• [Records]
★ ★ ★ ★ ★ ★ ★

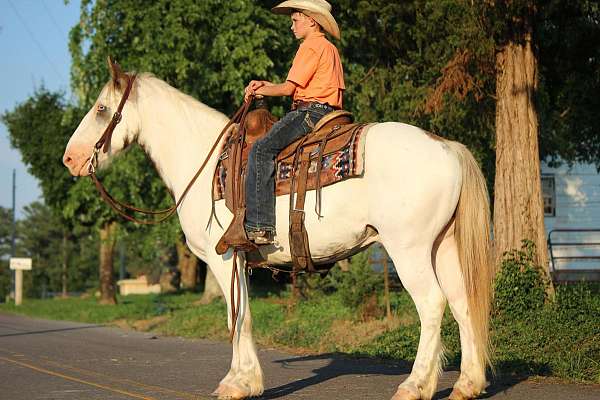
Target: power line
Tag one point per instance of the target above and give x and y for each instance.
(58, 29)
(30, 33)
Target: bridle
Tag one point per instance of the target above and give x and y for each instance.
(104, 143)
(120, 207)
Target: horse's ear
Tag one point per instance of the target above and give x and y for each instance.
(119, 78)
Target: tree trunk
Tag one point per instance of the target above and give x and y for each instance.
(187, 263)
(518, 208)
(65, 257)
(211, 288)
(107, 250)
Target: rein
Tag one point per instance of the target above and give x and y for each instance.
(120, 207)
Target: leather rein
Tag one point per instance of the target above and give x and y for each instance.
(104, 143)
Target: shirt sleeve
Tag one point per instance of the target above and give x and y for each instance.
(304, 66)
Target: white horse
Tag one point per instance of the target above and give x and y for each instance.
(422, 197)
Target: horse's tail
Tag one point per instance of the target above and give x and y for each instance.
(472, 233)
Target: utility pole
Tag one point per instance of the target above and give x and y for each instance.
(14, 232)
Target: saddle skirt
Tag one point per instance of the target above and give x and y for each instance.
(335, 143)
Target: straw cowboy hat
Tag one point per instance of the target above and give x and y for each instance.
(319, 10)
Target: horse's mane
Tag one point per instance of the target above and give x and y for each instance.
(183, 101)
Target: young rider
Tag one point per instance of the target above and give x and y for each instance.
(316, 82)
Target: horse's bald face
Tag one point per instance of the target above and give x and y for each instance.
(81, 145)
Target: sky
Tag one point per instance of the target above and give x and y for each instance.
(34, 49)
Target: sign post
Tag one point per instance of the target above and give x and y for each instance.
(19, 265)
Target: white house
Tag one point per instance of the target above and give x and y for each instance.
(572, 218)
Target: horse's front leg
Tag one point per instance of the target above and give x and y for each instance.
(244, 378)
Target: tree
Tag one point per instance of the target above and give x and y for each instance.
(518, 207)
(43, 117)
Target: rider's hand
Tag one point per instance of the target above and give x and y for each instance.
(251, 89)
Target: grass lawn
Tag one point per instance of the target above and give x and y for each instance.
(560, 340)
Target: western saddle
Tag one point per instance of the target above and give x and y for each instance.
(334, 131)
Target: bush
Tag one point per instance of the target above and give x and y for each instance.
(519, 286)
(357, 285)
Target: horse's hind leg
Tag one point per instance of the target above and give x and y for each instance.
(415, 270)
(472, 374)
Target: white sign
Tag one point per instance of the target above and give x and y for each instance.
(20, 263)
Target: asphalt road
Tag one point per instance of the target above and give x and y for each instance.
(42, 359)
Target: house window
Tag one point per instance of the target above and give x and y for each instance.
(549, 195)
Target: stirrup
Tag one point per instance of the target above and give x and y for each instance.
(261, 236)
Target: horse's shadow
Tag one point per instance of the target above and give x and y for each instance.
(340, 365)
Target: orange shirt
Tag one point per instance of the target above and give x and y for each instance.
(317, 70)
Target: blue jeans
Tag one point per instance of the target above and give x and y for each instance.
(260, 172)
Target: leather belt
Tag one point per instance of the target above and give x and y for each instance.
(301, 103)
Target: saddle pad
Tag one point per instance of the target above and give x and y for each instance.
(337, 165)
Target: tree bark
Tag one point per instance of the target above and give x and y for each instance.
(518, 207)
(65, 257)
(107, 250)
(187, 263)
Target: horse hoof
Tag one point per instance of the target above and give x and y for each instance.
(403, 394)
(457, 394)
(226, 392)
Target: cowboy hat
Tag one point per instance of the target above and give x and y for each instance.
(319, 10)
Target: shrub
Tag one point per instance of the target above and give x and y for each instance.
(519, 287)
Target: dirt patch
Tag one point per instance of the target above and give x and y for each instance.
(146, 325)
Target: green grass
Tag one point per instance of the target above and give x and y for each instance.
(560, 340)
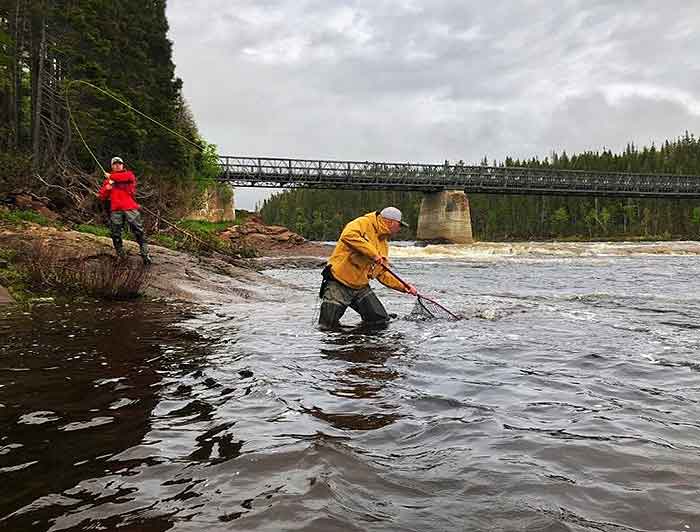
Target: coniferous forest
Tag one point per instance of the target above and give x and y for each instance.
(321, 214)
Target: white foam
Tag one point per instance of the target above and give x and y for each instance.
(497, 250)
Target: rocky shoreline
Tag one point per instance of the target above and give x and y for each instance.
(174, 275)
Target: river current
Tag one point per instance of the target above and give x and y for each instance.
(568, 399)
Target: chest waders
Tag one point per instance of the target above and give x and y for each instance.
(336, 298)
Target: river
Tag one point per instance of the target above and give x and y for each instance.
(568, 399)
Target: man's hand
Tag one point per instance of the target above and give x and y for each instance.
(381, 261)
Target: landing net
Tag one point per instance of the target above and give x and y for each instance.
(427, 309)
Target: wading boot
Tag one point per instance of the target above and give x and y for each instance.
(330, 315)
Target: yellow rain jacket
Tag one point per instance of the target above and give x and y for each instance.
(352, 262)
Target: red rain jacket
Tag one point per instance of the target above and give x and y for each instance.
(123, 191)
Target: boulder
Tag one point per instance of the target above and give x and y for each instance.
(5, 296)
(255, 234)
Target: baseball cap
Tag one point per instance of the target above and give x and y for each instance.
(392, 213)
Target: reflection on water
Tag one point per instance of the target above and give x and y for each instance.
(568, 401)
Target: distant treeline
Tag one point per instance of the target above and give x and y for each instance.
(321, 214)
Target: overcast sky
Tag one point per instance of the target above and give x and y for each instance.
(425, 81)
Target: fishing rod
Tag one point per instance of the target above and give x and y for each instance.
(104, 171)
(420, 297)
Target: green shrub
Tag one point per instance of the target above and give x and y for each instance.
(98, 230)
(19, 216)
(164, 240)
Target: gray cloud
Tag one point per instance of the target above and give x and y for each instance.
(426, 81)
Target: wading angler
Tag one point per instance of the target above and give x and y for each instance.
(361, 255)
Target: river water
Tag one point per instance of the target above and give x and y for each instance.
(569, 399)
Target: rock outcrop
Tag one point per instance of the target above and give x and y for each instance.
(256, 235)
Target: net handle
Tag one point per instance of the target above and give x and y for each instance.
(407, 286)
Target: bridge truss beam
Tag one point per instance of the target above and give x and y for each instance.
(329, 174)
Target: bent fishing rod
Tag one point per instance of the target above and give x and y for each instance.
(104, 171)
(421, 296)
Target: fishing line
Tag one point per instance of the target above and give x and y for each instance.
(132, 108)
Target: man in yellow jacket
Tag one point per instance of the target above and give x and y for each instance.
(360, 256)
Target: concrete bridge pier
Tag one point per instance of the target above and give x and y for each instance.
(445, 218)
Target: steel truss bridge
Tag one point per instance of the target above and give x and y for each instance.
(328, 174)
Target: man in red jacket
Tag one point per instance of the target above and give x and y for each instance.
(119, 188)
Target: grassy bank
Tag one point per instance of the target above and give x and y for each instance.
(61, 263)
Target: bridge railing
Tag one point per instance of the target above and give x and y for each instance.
(289, 173)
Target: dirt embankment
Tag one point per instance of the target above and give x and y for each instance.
(277, 246)
(174, 275)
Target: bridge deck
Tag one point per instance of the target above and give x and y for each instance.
(290, 173)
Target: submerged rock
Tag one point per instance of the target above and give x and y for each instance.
(5, 296)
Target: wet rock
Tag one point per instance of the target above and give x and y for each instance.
(255, 234)
(31, 202)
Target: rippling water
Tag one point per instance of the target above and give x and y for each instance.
(568, 400)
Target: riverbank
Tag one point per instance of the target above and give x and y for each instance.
(173, 276)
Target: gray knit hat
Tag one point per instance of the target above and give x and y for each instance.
(392, 213)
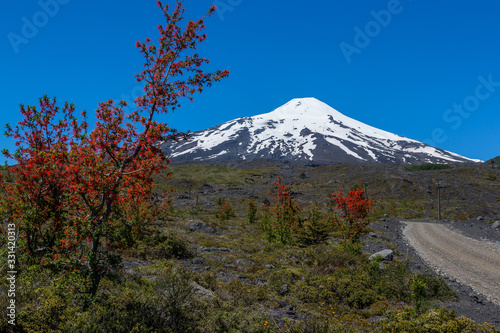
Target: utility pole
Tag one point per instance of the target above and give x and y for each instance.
(440, 186)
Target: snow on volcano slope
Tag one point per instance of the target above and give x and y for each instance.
(305, 129)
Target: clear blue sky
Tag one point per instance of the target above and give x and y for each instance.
(423, 69)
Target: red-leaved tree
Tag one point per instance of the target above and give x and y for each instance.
(83, 187)
(354, 208)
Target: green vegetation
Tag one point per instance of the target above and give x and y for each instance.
(494, 162)
(428, 166)
(311, 284)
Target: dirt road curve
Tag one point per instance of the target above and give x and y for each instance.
(467, 260)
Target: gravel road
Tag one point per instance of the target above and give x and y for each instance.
(469, 261)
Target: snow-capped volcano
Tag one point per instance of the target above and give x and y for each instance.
(305, 129)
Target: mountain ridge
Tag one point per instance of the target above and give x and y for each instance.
(309, 130)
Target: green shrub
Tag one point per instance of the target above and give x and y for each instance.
(251, 212)
(161, 246)
(435, 321)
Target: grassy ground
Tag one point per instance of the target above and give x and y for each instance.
(234, 280)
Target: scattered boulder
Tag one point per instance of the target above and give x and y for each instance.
(202, 292)
(387, 255)
(198, 261)
(214, 249)
(283, 290)
(199, 226)
(242, 262)
(261, 282)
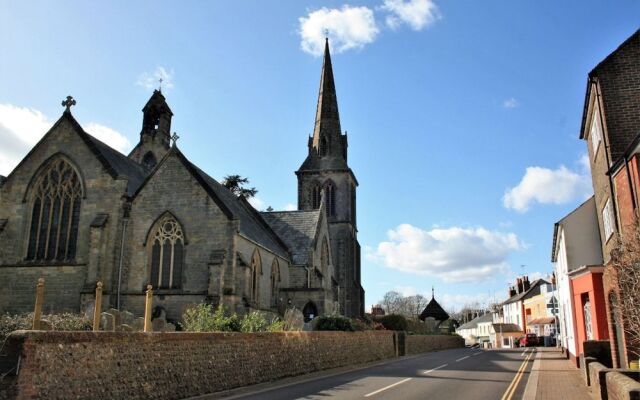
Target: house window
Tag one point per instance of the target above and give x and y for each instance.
(55, 213)
(607, 219)
(256, 271)
(596, 132)
(167, 253)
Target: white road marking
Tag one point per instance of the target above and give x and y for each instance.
(435, 369)
(387, 387)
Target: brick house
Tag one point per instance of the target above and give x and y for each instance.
(610, 126)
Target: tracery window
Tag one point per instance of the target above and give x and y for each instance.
(256, 271)
(167, 253)
(324, 146)
(275, 282)
(316, 195)
(324, 256)
(330, 196)
(55, 213)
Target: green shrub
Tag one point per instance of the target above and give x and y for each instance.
(202, 318)
(394, 322)
(276, 325)
(253, 322)
(59, 322)
(334, 323)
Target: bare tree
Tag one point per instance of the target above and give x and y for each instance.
(626, 266)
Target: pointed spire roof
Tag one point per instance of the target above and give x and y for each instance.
(327, 116)
(434, 310)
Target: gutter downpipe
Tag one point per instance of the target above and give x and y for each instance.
(596, 82)
(125, 220)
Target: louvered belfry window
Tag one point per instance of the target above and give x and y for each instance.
(167, 253)
(56, 200)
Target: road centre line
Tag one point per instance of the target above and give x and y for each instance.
(387, 387)
(435, 369)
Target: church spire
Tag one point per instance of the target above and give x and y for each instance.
(327, 124)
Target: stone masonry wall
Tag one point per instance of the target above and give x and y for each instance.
(108, 365)
(416, 344)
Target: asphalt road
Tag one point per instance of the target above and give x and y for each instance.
(452, 374)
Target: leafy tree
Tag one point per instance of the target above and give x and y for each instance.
(235, 183)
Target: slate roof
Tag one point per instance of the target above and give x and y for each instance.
(297, 229)
(474, 322)
(527, 293)
(434, 310)
(121, 164)
(252, 225)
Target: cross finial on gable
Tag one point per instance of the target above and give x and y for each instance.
(70, 101)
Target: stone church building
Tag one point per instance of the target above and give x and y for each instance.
(75, 211)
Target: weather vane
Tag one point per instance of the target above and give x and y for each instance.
(70, 101)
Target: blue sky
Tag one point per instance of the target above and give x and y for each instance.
(463, 116)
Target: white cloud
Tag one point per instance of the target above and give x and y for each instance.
(453, 254)
(510, 103)
(418, 14)
(348, 28)
(151, 80)
(112, 137)
(22, 127)
(547, 186)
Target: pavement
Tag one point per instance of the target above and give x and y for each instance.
(553, 377)
(444, 375)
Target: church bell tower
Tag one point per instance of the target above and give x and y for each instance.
(155, 135)
(325, 176)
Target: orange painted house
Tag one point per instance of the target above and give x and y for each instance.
(589, 308)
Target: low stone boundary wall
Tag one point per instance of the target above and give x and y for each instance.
(622, 387)
(135, 365)
(416, 344)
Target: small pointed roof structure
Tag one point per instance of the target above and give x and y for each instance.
(434, 310)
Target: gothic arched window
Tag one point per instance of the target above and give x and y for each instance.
(256, 271)
(316, 195)
(55, 200)
(275, 282)
(167, 253)
(324, 256)
(324, 146)
(149, 160)
(330, 198)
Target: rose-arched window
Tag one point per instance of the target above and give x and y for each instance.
(55, 212)
(167, 253)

★ ★ ★ ★ ★ ★ ★

• [Exercise] Look above for the line containing "Target: stone masonry wall", then transcribe it and all lines after it through the last, exactly and with nothing else.

• [Final answer]
Target: stone masonry wall
Tag one point per instance of the target above and give x and y for each instance.
(108, 365)
(416, 344)
Target: asphalt road
Tag one point per instance of the target above and give x and y for each instance.
(452, 374)
Target: leafy tree
Tag one point per instance of the target above and give x and y for each instance.
(235, 183)
Target: slate roof
Tag one point per instance of the target above and give x and y for each instance.
(297, 229)
(474, 322)
(527, 293)
(434, 310)
(121, 164)
(252, 225)
Target: cross finial on gable
Tag one point per instance of the target above and give x and y for each instance.
(70, 101)
Target: stone church building
Tag one point per instance of the target above and give x and y for each instance.
(75, 211)
Target: weather vane
Tag one point per instance of the target above and give x and y for each instance.
(70, 101)
Target: blue sky
Tag one point per instance of the target above and give x and y for each instance.
(463, 116)
Target: white cloud
Tag one point per instance of the target above and give x and y for each instance.
(453, 254)
(510, 103)
(418, 14)
(348, 28)
(151, 80)
(112, 137)
(22, 127)
(547, 186)
Target: pavement
Tag one point per instance of the target above and give x and y for each instance.
(553, 377)
(444, 375)
Target: church bell tower
Tag one point per instance of the target above and give x and y for each instance.
(155, 135)
(325, 176)
Target: orange painted house
Tag one point per instance of the target above and give x and y for each instance.
(589, 308)
Target: low stone boundary wall
Tag one point per instance of the target above and give x and y for each instance.
(622, 387)
(135, 365)
(416, 344)
Target: small pointed roof structure
Tag one point per instance of the target above and give x and y for each instance.
(434, 310)
Target: gothic arched window
Tag one point per instance of the target above and give x and y for each instance.
(256, 271)
(316, 195)
(55, 200)
(275, 282)
(167, 253)
(324, 256)
(324, 146)
(149, 160)
(330, 198)
Target: rose-arched window
Tag one point per instance of the target above and give x and y for each instance.
(55, 212)
(167, 253)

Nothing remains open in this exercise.